— START Quoted text —

First, given a regular expression $r$, it is straightforward to construct an expression $\tilde r$ using the operators $a\in\Sigma$, $+$, $\cdot$, $(-)^+$, and $\let\nul\varnothing\nul$ such that $$L(\tilde r)=L(r)\let\bez\smallsetminus\bez\{\let\ep\varepsilon\ep\}$$ recursively, by putting $\tilde a=a$, $\tilde\epsilon=\tilde\nul=\nul$, $\let\wt\widetilde\wt{r+s}=\tilde r+\tilde s$, $\wt{r^*}=\tilde r^+$, and $$\wt{r\cdot s}=\tilde r\cdot\tilde s\underbrace{{}+\tilde r}_{\kern-1em\text{if }\ep\in L(s)\kern-1em}\overbrace{{}+\tilde s}^{\kern-1em\text{if }\ep\in L(r)\kern-1em}.$$ Unless $L(r)\subseteq\{\ep\}$, we can subsequently eliminate $\nul$ using $\nul+r=r+\nul=r$, $\nul\cdot r=r\cdot\nul=\nul^+=\nul$. Thus, if $r$ is a regular expression such that $\ep\notin L(r)\ne\nul$, then $\tilde r$ is an $\ep$-free regular expression as defined in the question such that $L(r)=L(\tilde r)$.

— END Quoted text —
— START Dataset —

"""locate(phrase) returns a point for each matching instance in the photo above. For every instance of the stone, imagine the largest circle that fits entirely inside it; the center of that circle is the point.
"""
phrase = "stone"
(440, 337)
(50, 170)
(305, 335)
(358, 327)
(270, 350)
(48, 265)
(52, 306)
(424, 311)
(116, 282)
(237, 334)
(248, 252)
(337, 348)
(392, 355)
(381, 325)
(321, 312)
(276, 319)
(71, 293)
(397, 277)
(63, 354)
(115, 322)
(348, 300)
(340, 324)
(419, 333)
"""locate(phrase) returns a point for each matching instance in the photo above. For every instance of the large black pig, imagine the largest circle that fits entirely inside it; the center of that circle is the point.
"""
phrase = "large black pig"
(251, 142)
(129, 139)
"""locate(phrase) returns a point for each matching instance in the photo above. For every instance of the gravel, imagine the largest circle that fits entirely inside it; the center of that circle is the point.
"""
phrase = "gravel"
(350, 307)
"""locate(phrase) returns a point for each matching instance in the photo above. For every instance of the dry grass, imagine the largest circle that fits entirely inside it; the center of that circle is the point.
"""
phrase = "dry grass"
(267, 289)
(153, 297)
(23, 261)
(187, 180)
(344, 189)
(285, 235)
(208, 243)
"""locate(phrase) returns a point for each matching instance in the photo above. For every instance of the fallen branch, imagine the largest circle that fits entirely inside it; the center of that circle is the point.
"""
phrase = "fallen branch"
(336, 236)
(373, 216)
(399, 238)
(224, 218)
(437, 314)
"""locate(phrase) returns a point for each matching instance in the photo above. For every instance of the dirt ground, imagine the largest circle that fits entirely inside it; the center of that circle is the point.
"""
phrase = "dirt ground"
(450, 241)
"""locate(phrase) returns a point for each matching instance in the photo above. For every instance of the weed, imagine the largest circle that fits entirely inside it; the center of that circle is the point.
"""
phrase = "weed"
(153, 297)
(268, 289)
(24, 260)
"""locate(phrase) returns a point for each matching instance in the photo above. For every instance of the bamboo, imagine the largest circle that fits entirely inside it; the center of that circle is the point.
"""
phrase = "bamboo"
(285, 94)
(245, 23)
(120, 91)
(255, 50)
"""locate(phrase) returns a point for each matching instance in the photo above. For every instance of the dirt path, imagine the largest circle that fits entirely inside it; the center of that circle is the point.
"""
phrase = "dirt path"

— END Dataset —

◆ **Your tasks**
**1.** The passage on ε-free regular expressions names the operators from which the expression r̃ is built. List every one of them.
**2.** Answer these from the passage on ε-free regular expressions:
(a) What is ε̃ set equal to?
(b) What does the construction give for the tilde of r*?
(c) What condition on L(r) makes r̃ an ε-free regular expression with L(r) = L(r̃)?
**3.** Carry on the passage on ε-free regular expressions from its last sentence.

◆ **Solved problems**
**1.**
a ∈ Σ
+
·
(−)⁺
∅

**2.**
(a) ∅
(b) r̃⁺
(c) ε ∉ L(r) ≠ ∅

**3.**
In general, the size of $\tilde r$ may be exponential in the size of $r$, but the depth of $\tilde r$ is linear in the depth of $r$. Crucially, every regular expression $r$ of size $n$ has an equivalent regular expression $s$ of depth $O(\log n)$ by Theorem 6.2 in

Moses Ganardi, Markus Lohrey: A universal tree balancing theorem, ACM Transactions on Computation Theory 11 (2019), no. 1, article no. 1, 25 pp, doi 10.1145/3278158. Preprint arXiv:1704.08705 [cs.CC].

Then $\tilde s$ also has depth $O(\log n)$, hence size $2^{O(\log n)}=n^{O(1)}$.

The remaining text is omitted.